Никто не заслуживает того, чтобы быть любимым, – во всю меру этого безмерного дара. А получивший этот дар открывает несправедливость.
Если бы я не уступал своим страстям, я мог бы вмешаться в этот мир, изменить в нем что-нибудь. Но я уступал, и поэтому я художник, всего лишь художник.
Кто-то во мне всегда изо всех сил старался быть никем.
В конце этой длинной мысли – вдалеке – горит тотальное «да».
В тот миг, когда после стольких усилий я расставляю пределы, веря, что примиряю непримиримое, эти пределы взрываются и повергают меня в немое горе.
Тетрадь № VIIIАвгуст 1954 года – июль 1958 года
15.8.1954.
Четвертая симфония соль мажор Малера для сопрано и оркестра. Иногда, слушая Малера, начинаешь больше ценить Вагнера – по контрасту: заметно, до какой степени Вагнер был властителем своего тумана. Но в других случаях Малер бывает очень велик.
16.8.1954.

Строки из набора данных
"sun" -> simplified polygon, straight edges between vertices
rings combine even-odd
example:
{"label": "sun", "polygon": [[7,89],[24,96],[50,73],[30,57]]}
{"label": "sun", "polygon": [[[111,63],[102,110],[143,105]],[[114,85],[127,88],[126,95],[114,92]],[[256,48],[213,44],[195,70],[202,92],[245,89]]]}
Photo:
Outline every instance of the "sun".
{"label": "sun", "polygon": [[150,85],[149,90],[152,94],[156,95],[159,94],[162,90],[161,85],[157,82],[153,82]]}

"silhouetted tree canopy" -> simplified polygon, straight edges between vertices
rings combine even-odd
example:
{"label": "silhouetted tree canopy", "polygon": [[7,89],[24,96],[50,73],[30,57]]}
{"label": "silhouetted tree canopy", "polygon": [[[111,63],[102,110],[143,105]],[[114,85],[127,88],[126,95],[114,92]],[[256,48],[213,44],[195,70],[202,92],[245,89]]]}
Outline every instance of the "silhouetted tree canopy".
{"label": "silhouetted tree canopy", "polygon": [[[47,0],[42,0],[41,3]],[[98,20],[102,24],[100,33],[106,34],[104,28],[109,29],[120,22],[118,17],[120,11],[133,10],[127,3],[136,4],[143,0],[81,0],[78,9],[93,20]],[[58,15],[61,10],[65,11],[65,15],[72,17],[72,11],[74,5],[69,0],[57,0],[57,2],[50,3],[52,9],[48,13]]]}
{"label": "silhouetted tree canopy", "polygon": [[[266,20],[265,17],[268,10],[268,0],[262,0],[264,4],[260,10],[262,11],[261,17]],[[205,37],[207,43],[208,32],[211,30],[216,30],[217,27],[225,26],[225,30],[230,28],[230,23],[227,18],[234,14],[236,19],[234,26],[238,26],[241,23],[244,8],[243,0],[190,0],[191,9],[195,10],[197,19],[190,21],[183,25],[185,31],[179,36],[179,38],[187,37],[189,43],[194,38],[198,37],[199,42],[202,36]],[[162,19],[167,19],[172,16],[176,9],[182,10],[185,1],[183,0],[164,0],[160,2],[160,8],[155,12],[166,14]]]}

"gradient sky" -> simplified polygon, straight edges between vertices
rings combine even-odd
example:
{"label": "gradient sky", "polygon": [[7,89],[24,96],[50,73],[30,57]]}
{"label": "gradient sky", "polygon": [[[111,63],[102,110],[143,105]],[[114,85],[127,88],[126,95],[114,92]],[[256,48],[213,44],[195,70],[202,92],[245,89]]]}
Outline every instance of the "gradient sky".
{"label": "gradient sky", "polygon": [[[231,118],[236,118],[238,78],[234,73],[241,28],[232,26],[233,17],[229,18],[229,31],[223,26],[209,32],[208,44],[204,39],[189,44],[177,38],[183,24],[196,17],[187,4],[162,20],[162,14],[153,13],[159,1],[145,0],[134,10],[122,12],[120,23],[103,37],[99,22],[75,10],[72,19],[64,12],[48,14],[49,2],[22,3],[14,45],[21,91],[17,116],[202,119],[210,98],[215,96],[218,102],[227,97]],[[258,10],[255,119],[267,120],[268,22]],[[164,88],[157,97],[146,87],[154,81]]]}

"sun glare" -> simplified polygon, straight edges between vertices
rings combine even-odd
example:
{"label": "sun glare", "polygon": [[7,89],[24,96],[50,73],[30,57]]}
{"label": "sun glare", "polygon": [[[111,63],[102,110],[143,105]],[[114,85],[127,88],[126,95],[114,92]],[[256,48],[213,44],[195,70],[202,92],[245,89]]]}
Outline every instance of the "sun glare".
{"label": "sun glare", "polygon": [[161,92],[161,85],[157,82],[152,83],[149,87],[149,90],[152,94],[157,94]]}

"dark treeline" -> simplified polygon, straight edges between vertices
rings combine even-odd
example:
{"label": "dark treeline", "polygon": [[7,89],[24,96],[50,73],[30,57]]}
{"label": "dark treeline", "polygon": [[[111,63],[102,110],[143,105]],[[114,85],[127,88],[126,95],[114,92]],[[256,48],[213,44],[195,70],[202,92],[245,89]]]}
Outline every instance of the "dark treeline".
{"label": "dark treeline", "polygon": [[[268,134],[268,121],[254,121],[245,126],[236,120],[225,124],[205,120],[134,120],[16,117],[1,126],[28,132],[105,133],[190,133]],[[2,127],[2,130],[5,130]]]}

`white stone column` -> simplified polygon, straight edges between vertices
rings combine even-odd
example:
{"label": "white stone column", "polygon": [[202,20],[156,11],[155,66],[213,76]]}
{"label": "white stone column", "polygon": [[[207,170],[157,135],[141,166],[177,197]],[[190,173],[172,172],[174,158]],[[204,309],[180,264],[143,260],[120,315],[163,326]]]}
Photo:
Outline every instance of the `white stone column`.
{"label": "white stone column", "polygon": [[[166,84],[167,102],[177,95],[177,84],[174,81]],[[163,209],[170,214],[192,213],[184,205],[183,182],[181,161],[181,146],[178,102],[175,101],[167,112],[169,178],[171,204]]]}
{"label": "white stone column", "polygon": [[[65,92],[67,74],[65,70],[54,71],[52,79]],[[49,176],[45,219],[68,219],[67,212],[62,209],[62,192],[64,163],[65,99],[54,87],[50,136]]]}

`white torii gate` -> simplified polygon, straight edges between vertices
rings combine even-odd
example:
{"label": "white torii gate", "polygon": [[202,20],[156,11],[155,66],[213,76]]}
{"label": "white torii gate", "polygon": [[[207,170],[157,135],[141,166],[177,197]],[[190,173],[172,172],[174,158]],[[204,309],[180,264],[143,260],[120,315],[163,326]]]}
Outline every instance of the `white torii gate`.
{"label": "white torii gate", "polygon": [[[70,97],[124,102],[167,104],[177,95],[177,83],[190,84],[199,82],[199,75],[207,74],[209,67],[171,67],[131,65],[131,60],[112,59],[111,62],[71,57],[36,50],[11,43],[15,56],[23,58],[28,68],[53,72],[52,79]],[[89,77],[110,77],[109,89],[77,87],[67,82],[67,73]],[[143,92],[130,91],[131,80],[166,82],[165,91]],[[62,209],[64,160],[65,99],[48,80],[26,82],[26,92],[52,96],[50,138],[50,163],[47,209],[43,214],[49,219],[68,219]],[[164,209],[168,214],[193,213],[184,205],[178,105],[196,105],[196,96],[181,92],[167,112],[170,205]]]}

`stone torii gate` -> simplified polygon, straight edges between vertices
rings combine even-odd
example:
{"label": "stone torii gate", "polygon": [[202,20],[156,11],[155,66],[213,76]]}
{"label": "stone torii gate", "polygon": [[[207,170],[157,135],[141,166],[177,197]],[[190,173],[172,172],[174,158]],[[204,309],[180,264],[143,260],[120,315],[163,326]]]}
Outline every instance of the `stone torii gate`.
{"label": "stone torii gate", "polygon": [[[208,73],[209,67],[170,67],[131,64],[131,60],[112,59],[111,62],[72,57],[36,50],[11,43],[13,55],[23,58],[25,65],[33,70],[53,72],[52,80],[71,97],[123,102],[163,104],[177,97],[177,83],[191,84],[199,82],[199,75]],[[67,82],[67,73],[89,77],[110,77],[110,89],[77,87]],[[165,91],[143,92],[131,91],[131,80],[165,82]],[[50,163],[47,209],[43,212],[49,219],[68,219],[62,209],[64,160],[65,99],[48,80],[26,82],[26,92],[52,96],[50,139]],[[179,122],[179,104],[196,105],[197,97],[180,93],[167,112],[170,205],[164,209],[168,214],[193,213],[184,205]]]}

— ЧТО СДЕЛАТЬ —
A) Перепишите из отрывка дословно фрагмент от «В конце этой» до «бывает очень велик.».
B) Ответьте по отрывку на вопросы:
(i) Почему говорящий, по его словам, всего лишь художник?
(ii) Какой период охватывает тетрадь № VIII?
(iii) Какое произведение Малера названо в отрывке?

— ОТВЕТЫ —
A)
В конце этой длинной мысли – вдалеке – горит тотальное «да».
В тот миг, когда после стольких усилий я расставляю пределы, веря, что примиряю непримиримое, эти пределы взрываются и повергают меня в немое горе.
Тетрадь № VIIIАвгуст 1954 года – июль 1958 года
15.8.1954.
Четвертая симфония соль мажор Малера для сопрано и оркестра. Иногда, слушая Малера, начинаешь больше ценить Вагнера – по контрасту: заметно, до какой степени Вагнер был властителем своего тумана. Но в других случаях Малер бывает очень велик.

B)
(i) Потому что он уступал своим страстям.
(ii) С августа 1954 года по июль 1958 года.
(iii) Четвертая симфония соль мажор для сопрано и оркестра.